▶ _WHAT TO WORK ON_:
Reproduce every one of the following lines word for word, without changing anything.

━━━ GIVEN INFORMATION ━━━

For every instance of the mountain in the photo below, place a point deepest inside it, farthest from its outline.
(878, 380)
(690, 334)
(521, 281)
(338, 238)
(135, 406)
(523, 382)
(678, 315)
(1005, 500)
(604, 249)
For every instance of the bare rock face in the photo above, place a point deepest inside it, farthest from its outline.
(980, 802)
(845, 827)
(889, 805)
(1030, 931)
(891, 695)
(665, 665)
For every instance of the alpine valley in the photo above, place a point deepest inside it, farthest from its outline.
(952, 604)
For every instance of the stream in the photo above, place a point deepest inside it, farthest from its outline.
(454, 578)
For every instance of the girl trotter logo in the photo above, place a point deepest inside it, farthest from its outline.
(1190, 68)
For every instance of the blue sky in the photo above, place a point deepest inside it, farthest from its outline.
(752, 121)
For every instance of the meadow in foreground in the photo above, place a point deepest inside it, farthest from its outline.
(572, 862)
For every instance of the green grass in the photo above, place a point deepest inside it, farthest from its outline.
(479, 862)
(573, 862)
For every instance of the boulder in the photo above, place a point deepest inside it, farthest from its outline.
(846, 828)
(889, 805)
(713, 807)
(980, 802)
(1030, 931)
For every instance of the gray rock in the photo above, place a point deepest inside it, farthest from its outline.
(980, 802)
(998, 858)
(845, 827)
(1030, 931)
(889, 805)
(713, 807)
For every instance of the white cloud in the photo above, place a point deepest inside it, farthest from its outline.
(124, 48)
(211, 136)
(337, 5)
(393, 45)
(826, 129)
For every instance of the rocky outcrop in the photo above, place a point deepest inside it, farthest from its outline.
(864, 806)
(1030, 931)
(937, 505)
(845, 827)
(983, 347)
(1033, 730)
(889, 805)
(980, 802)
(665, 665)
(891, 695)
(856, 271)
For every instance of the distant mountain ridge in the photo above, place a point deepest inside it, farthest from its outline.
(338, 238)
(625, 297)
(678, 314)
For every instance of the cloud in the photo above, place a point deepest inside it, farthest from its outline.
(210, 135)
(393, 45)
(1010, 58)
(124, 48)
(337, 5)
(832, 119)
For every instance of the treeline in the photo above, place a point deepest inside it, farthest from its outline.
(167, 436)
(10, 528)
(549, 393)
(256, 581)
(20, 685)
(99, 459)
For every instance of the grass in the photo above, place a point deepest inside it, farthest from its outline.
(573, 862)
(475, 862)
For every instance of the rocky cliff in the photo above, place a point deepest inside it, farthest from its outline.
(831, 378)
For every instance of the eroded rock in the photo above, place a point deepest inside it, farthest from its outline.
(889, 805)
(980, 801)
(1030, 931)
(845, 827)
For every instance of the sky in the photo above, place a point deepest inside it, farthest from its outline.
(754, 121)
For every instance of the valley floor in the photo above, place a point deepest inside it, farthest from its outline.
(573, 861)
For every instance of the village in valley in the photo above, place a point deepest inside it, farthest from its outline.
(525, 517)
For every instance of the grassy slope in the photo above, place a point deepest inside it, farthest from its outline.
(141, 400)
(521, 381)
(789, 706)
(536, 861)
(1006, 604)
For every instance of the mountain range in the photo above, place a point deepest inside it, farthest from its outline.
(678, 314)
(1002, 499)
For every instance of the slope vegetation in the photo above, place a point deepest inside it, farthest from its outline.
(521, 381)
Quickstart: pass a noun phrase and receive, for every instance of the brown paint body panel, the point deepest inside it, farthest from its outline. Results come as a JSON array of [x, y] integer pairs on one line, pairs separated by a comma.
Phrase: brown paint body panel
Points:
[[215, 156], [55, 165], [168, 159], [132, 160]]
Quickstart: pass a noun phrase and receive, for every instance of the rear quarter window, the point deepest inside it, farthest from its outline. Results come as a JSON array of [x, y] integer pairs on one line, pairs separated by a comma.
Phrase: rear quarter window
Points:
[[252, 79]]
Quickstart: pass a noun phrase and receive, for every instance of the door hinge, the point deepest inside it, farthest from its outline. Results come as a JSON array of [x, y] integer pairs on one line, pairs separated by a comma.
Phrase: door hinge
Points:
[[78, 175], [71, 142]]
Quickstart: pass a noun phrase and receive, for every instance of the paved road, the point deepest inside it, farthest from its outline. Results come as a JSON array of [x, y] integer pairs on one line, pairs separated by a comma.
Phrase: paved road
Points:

━━━

▶ _RESULT FOR THIS TASK_:
For every instance of the mountain in the photo below, place a point deepest inside it, farthest from its outline.
(878, 380)
(690, 334)
(521, 281)
(338, 238)
(135, 406)
(523, 382)
(678, 315)
(1005, 500)
(604, 249)
For every instance of the bare rock face in the photo above, place a point deepest inside it, farthest from its outline.
(980, 802)
(845, 827)
(889, 805)
(1030, 931)
(891, 695)
(665, 665)
For every instance of the alpine valley in the photo above, place a point deepest inside it, farthest from its outline.
(952, 604)
For every instance of the stream in the photo above, place a point deepest inside it, farthest from its outline.
(454, 578)
For every instance of the girl trotter logo in the photo above, place a point deepest inside it, farthest from its outline.
(1190, 68)
For every instance of the blue sky in the photo above, place a point deepest inside it, farthest from its outline.
(752, 121)
For every instance of the meadow in foreground in the photo above, place a point deepest inside it, farthest from its outline.
(572, 862)
For every instance of the green grass in the photo above, place a point deepest inside it, farthest from its outline.
(479, 862)
(573, 862)
For every instance of the boulder in the photo above, place a point deepest inside it, farthest from its outline.
(846, 828)
(889, 805)
(713, 807)
(980, 802)
(1030, 931)
For every instance of the gray rock in the photo above, place a point deepest inside it, farthest from its outline.
(980, 802)
(998, 858)
(845, 827)
(1030, 931)
(889, 805)
(713, 807)
For every instance of the white cloud in the photo above, place a point deepest inside it, farthest from its outline.
(124, 48)
(211, 136)
(337, 5)
(393, 45)
(826, 129)
For every instance of the rocky outcrop in the photo above, place a point deepest inside it, farthest from its outline.
(864, 806)
(1030, 931)
(937, 505)
(845, 827)
(983, 347)
(1033, 730)
(889, 805)
(980, 802)
(665, 665)
(891, 695)
(856, 271)
For every instance of the distant mountain ridge in the photo above, place a point deepest inside it, farthest from its outline.
(338, 238)
(625, 297)
(678, 314)
For every instance of the cloud in the photo above, place a point deepest inside it, farthest from its outline.
(210, 135)
(393, 45)
(1010, 58)
(124, 48)
(337, 5)
(832, 119)
For every instance of the treeline in the photo above, place a point deepest inside it, farthest from its outline.
(167, 436)
(10, 528)
(549, 393)
(256, 581)
(20, 685)
(99, 459)
For every instance of the grass in the photo above, place a point deepest inside it, farthest from its outline.
(573, 862)
(475, 862)
For every instance of the rocky cliff in the photo above, place a point deepest inside it, farthest from its outline.
(831, 378)
For every instance of the eroded rock in the photo above, place a point deepest inside it, farthest from its outline.
(889, 805)
(980, 801)
(1030, 931)
(845, 827)
For every instance of the sky in the photo above, place a point deepest inside it, farthest from its outline.
(754, 121)
For every instance of the valley floor in the photo above, place a point deepest inside it, farthest from its outline.
(573, 861)
For every instance of the village in valley in the photo above, place a point deepest inside it, farthest from its outline.
(525, 517)
For every instance of the grassy slope in the photo above, place a point deepest inside it, farthest from its outline.
(141, 400)
(521, 381)
(789, 706)
(536, 861)
(1006, 604)
For every instance of the mountain range in the photo above, place a point deepest inside it, farthest from its outline.
(678, 314)
(1002, 499)
For every instance of the slope vegetation in the photo above, place a point deepest inside it, farthest from its outline.
(521, 381)
Quickstart: pass a noun phrase and receive, for every instance of the brown paint body panel, the point deepest inside it, farthest from its outline. Results come as a JSON array of [x, y] integer pairs on one line, pairs separated by a comma.
Phrase: brown paint body panel
Points:
[[215, 156], [55, 165], [168, 159], [132, 160]]
Quickstart: pass a noun phrase and receive, for every instance of the rear quarter window, the point deepest inside it, farthest from its outline. Results come as a JSON array of [x, y] integer pairs on one line, pairs separated by a comma.
Phrase: rear quarter window
Points:
[[252, 79]]
Quickstart: pass a noun phrase and receive, for every instance of the door hinge, the point deepest inside it, farthest from its outline. Results come as a JSON array of [x, y] integer pairs on one line, pairs separated by a comma.
Phrase: door hinge
Points:
[[78, 175], [71, 142]]
Quickstart: pass a noun phrase and receive, for every instance of the paved road, the point deepest inside it, farthest from its outline. Results come as a JSON array of [x, y] integer pairs on one line, pairs separated by a comma.
Phrase: paved road
Points:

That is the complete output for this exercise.